-- BEGIN INFORMATION PROVIDED --

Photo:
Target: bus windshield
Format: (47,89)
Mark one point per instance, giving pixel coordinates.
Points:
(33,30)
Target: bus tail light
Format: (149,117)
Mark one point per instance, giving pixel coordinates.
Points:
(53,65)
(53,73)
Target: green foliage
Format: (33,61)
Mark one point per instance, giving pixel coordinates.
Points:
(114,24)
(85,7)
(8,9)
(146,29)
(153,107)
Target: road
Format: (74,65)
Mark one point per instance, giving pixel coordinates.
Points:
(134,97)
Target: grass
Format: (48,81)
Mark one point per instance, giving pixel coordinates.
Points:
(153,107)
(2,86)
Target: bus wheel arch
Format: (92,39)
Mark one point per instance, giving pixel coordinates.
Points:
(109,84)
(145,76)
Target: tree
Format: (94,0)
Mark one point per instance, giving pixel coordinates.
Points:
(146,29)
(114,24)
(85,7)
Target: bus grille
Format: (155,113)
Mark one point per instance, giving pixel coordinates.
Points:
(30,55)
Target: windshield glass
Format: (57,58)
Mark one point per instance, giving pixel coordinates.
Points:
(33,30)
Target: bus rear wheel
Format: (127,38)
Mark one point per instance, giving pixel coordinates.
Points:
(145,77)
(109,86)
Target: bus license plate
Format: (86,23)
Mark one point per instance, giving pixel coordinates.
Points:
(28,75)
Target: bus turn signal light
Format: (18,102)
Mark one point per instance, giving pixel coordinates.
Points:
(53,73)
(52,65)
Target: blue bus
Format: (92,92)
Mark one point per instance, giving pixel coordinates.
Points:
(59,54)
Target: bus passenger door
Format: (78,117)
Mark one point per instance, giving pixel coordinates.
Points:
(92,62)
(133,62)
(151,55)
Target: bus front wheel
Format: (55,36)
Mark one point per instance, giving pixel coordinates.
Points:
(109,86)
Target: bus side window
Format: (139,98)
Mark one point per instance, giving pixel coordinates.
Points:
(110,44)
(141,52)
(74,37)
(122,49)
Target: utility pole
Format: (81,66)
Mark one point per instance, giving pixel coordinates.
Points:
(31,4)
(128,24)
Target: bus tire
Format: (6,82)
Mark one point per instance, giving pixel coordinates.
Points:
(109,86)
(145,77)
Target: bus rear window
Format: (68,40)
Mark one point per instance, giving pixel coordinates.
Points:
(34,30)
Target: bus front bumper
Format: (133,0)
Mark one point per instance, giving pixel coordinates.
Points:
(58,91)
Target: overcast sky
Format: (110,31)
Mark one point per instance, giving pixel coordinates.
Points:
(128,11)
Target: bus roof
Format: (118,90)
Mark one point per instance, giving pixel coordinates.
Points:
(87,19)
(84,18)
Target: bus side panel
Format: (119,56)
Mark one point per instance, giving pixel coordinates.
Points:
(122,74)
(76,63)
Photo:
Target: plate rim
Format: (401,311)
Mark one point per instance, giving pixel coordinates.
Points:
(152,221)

-- END INFORMATION PROVIDED --
-- BEGIN INFORMATION PROVIDED --

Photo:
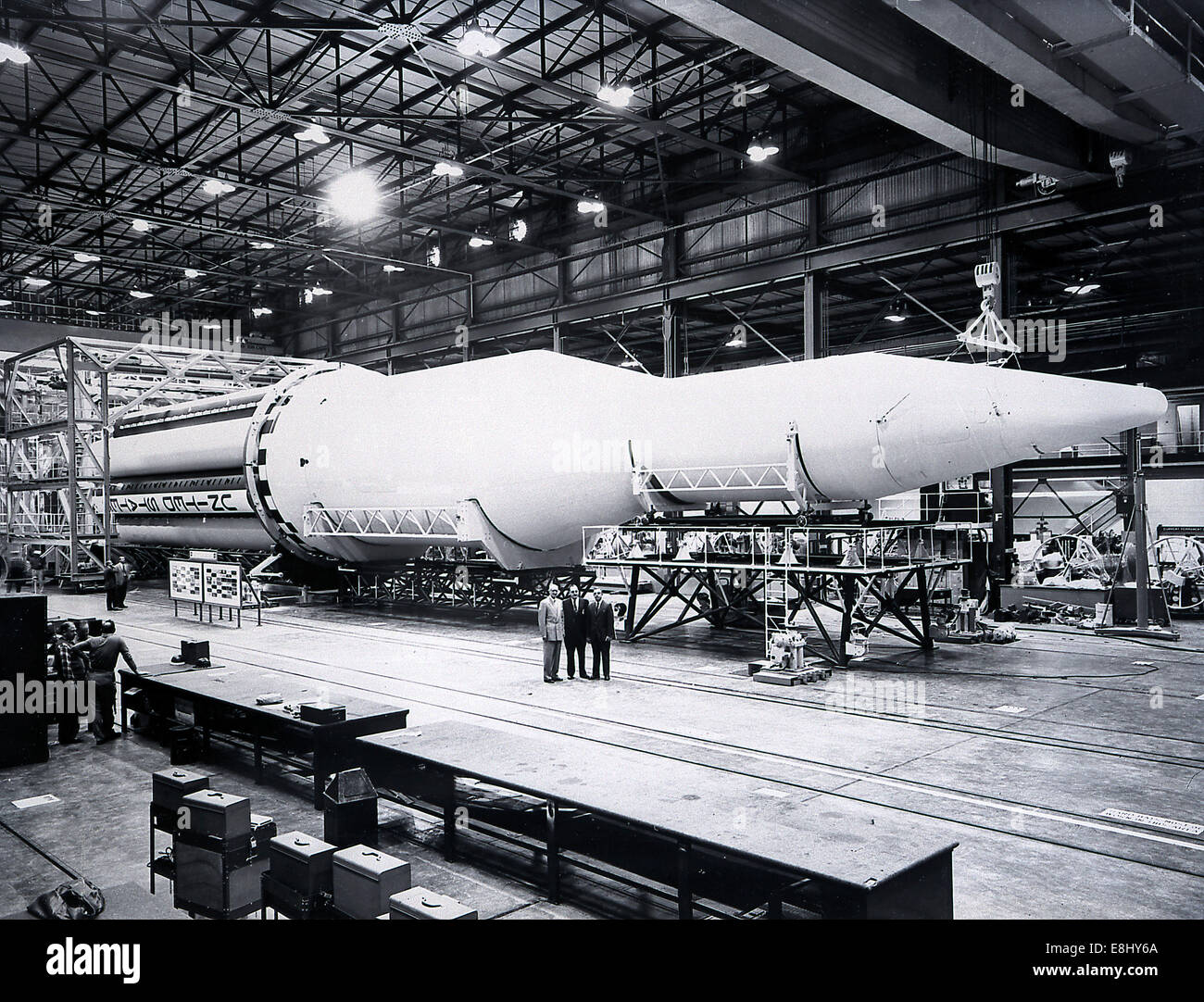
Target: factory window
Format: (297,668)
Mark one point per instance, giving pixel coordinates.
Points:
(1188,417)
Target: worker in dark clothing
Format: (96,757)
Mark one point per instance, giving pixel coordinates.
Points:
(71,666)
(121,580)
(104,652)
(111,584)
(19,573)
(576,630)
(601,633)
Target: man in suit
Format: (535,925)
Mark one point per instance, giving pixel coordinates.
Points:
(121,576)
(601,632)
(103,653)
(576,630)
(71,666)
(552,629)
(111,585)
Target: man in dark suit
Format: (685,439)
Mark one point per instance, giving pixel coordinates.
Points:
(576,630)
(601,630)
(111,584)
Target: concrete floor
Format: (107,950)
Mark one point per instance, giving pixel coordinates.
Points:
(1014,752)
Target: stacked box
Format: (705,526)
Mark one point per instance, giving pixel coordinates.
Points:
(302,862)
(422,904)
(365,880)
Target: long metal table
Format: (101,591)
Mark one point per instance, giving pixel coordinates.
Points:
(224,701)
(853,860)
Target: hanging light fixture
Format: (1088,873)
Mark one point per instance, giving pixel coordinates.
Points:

-- END INFORMATION PROVIDED --

- [EXERCISE AIM]
Pick out every line above that contains the word "windshield", and copy each of those lines. Case counts.

- [THE OUTPUT]
Target: bus windshield
Target: windshield glass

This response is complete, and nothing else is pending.